> Exercise materials
*-*-*

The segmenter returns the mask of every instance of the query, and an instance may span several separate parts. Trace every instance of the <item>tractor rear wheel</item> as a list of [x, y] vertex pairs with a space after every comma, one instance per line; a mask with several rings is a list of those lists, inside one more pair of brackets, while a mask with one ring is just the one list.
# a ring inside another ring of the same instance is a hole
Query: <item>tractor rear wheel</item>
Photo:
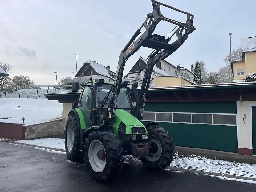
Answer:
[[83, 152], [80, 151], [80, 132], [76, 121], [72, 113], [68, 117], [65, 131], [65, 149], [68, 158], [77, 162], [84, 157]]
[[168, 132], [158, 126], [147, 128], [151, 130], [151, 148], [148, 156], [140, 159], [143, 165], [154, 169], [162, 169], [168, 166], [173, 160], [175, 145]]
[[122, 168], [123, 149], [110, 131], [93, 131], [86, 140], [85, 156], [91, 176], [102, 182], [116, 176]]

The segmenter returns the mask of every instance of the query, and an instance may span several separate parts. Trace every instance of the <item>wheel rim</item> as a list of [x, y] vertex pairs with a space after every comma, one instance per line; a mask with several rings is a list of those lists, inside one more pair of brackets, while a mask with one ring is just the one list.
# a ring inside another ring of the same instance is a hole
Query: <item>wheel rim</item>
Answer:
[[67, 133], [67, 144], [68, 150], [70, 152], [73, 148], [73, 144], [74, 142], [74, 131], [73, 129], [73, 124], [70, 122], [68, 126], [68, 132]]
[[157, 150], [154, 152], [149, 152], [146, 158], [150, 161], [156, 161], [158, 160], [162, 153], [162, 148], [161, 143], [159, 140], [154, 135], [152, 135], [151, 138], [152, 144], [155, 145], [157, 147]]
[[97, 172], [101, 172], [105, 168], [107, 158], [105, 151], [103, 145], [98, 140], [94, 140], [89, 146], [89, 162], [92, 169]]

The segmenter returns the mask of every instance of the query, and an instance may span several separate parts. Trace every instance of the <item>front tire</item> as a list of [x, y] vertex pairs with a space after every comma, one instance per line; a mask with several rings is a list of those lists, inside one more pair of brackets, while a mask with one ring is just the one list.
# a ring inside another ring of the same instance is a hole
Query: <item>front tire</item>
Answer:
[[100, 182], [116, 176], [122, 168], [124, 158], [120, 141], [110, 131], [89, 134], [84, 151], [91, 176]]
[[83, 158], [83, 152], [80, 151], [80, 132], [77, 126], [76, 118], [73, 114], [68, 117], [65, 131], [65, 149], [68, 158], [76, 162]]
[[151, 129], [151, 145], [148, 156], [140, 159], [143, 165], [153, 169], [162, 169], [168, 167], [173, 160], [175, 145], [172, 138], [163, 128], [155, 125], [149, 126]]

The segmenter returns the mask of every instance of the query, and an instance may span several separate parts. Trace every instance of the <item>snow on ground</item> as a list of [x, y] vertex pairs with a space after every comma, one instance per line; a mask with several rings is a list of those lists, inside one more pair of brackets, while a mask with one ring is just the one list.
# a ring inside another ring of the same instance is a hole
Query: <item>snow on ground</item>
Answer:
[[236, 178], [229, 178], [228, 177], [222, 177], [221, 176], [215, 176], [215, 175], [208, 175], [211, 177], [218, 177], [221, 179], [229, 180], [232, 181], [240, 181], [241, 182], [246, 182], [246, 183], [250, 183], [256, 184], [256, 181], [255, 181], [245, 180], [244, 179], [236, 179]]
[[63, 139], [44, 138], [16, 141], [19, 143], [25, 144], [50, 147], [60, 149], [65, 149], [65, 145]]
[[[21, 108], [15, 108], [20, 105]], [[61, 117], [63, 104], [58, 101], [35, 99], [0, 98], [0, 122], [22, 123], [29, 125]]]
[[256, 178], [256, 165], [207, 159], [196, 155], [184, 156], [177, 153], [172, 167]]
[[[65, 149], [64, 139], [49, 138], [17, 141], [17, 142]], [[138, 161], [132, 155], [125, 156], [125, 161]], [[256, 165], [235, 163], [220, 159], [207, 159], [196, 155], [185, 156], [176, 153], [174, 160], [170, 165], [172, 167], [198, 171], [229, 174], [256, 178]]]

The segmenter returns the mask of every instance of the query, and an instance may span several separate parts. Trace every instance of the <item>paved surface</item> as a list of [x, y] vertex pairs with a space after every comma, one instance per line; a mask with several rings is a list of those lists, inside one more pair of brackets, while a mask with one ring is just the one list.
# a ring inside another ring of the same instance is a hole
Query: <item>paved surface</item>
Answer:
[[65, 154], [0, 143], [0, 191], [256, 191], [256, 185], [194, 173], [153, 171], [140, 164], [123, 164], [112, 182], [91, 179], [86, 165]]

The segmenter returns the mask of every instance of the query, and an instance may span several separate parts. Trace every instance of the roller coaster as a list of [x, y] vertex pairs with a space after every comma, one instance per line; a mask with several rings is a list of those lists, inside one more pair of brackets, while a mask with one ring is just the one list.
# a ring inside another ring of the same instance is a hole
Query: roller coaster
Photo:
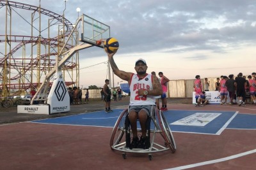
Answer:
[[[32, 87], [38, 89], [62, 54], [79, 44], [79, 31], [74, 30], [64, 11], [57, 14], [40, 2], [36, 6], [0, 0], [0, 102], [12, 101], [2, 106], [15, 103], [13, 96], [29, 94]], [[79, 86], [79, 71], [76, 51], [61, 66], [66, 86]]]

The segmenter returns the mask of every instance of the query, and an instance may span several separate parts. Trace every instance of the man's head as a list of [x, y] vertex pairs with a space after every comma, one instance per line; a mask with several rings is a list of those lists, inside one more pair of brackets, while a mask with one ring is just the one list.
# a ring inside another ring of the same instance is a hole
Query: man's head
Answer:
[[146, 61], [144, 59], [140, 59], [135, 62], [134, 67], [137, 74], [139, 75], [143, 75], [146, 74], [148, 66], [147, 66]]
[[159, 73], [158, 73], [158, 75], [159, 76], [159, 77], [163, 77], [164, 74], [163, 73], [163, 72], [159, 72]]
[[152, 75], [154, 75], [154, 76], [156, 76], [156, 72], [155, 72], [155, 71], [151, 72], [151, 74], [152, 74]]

*-*-*

> The request
Reproduce all the records verbatim, excluding images.

> Answer to this problem
The segmenter returns the mask of every instance of the query, and an instance may span several separate parts. Trace every instance of the <item>tractor rear wheel</item> as a list of [x, y] vertex pairs with a space after every comma, one instance per line; a mask with several rings is a list of those lists, inside one more pair of brackets, while a mask with one ring is just the one list.
# a ring inside another ring of the same instance is a hole
Query: <item>tractor rear wheel</item>
Photo:
Answer:
[[83, 152], [80, 151], [80, 132], [76, 121], [72, 113], [68, 117], [65, 131], [65, 149], [68, 158], [77, 162], [84, 157]]
[[168, 132], [158, 126], [147, 128], [151, 130], [151, 148], [148, 156], [140, 159], [143, 165], [154, 169], [162, 169], [168, 166], [173, 160], [175, 145]]
[[122, 168], [123, 149], [110, 131], [93, 131], [86, 140], [85, 156], [91, 176], [102, 182], [116, 176]]

The segmenter returns the mask of every instance of the query, and an instance may span several separate parts. Trace every instance of the <item>wheel rim</item> as a list of [x, y] vertex pairs with a space after every comma, one instance per line; a mask with several rings is a list of those lists, inside one more pair of brackets, while a mask with one ring is just the one list.
# a ring inside another ring of the same instance is a hole
Query: <item>wheel rim</item>
Answer:
[[67, 133], [67, 144], [68, 150], [70, 152], [73, 148], [73, 144], [74, 142], [74, 131], [73, 129], [73, 124], [70, 122], [68, 126], [68, 132]]
[[157, 150], [154, 152], [149, 152], [146, 158], [150, 161], [156, 161], [158, 160], [162, 153], [162, 148], [161, 143], [159, 140], [154, 135], [152, 135], [151, 138], [152, 144], [155, 145], [157, 147]]
[[97, 172], [101, 172], [105, 168], [107, 158], [105, 151], [103, 145], [98, 140], [94, 140], [89, 146], [89, 162], [92, 169]]

The segmenter returns the mask of every instance of the query, and an instance may span several separate parts. Trace every instance of the <item>front tire</item> as a list of [x, y] vertex pairs with a space after every comma, one instance per line; a mask with several rings is a list of those lists, inside one more pair of brackets, while a mask with one ring is just the one list.
# a ring inside another ring of the same instance is a hole
Query: <item>front tire</item>
Answer:
[[100, 182], [116, 176], [122, 168], [124, 158], [120, 141], [110, 131], [89, 134], [84, 151], [91, 176]]
[[83, 158], [83, 152], [80, 151], [80, 132], [77, 126], [76, 118], [73, 114], [68, 117], [65, 131], [65, 149], [68, 158], [76, 162]]
[[151, 129], [151, 145], [148, 156], [140, 159], [143, 165], [153, 169], [162, 169], [168, 167], [173, 160], [175, 145], [172, 138], [163, 128], [155, 125], [149, 126]]

The segmenter returns the mask of every instance of the query, and an instance may span several separate parts. Trace every instance of the <item>snow on ground</item> as a list of [x, y] vertex pairs with a space after every comma, one instance per line; a mask with several rings is a list of those lists, inside one more pair of brackets, while a mask with one ring is just the one list.
# a ring inside another ring of the same instance is a hole
Query: <item>snow on ground</item>
Answer:
[[236, 178], [229, 178], [228, 177], [222, 177], [221, 176], [215, 176], [215, 175], [208, 175], [211, 177], [218, 177], [221, 179], [229, 180], [232, 181], [240, 181], [241, 182], [246, 182], [246, 183], [250, 183], [256, 184], [256, 181], [255, 181], [245, 180], [244, 179], [236, 179]]
[[63, 139], [44, 138], [16, 141], [19, 143], [25, 144], [50, 147], [60, 149], [65, 149], [65, 145]]
[[[21, 108], [15, 108], [20, 105]], [[61, 117], [63, 104], [58, 101], [35, 99], [0, 98], [0, 122], [22, 123], [29, 125]]]
[[256, 178], [256, 165], [207, 159], [196, 155], [184, 156], [177, 153], [172, 167]]
[[[65, 149], [64, 139], [49, 138], [17, 141], [17, 142]], [[138, 161], [132, 155], [125, 156], [125, 161]], [[256, 165], [235, 163], [220, 159], [207, 159], [196, 155], [185, 156], [176, 153], [174, 160], [170, 165], [172, 167], [198, 171], [229, 174], [256, 178]]]

The segmenter returns the mask of every instance of the query, and an instance may span several separate parts. Trace every instance of the <item>paved surface</item> as a list of [x, y] vertex pairs with a space after every comma, one instance per line; a mask with several rings is a list of those lists, inside one more pair of brackets, while a mask with one ring is just the one list.
# a ring inside another ring of the same instance is a hole
Query: <item>paved surface</item>
Answer:
[[65, 154], [0, 143], [0, 191], [256, 191], [256, 185], [194, 173], [153, 171], [140, 164], [123, 164], [112, 182], [91, 179], [86, 165]]

The segmenter returns the mask of every instance of the query, and an instance may span several separate parts. Trace every instance of the roller coaster as a list of [x, y] vertex pairs with a space after every comma, one instance per line; a mask with several rings is a list of those lists, inside one more pair of brackets, while a mask with one ring is just the one list.
# a ring inside another ring of the same instance is a hole
Query: roller coaster
Photo:
Answer:
[[[32, 87], [38, 89], [62, 54], [79, 44], [79, 31], [74, 30], [64, 11], [57, 14], [40, 2], [36, 6], [0, 0], [0, 102], [12, 101], [2, 106], [15, 103], [13, 96], [29, 94]], [[79, 86], [79, 71], [76, 51], [61, 66], [66, 86]]]

The segmenter returns the mask of every instance of the query, and an instance may span several separate parts. Trace every instance of the man's head as a list of [x, y] vertex pairs with a space after every comma, one instance per line; a mask with several rings is a list of those lists, inside one more pair of brackets, while a mask with one ring is just the one list.
# a ring inside another ring of the same instance is a hole
Query: man's head
Answer:
[[146, 61], [144, 59], [140, 59], [135, 62], [134, 67], [137, 74], [139, 75], [143, 75], [146, 74], [148, 66], [147, 66]]
[[159, 73], [158, 73], [158, 75], [159, 76], [159, 77], [163, 77], [164, 74], [163, 73], [163, 72], [159, 72]]
[[152, 75], [154, 75], [154, 76], [156, 76], [156, 72], [155, 72], [155, 71], [151, 72], [151, 74], [152, 74]]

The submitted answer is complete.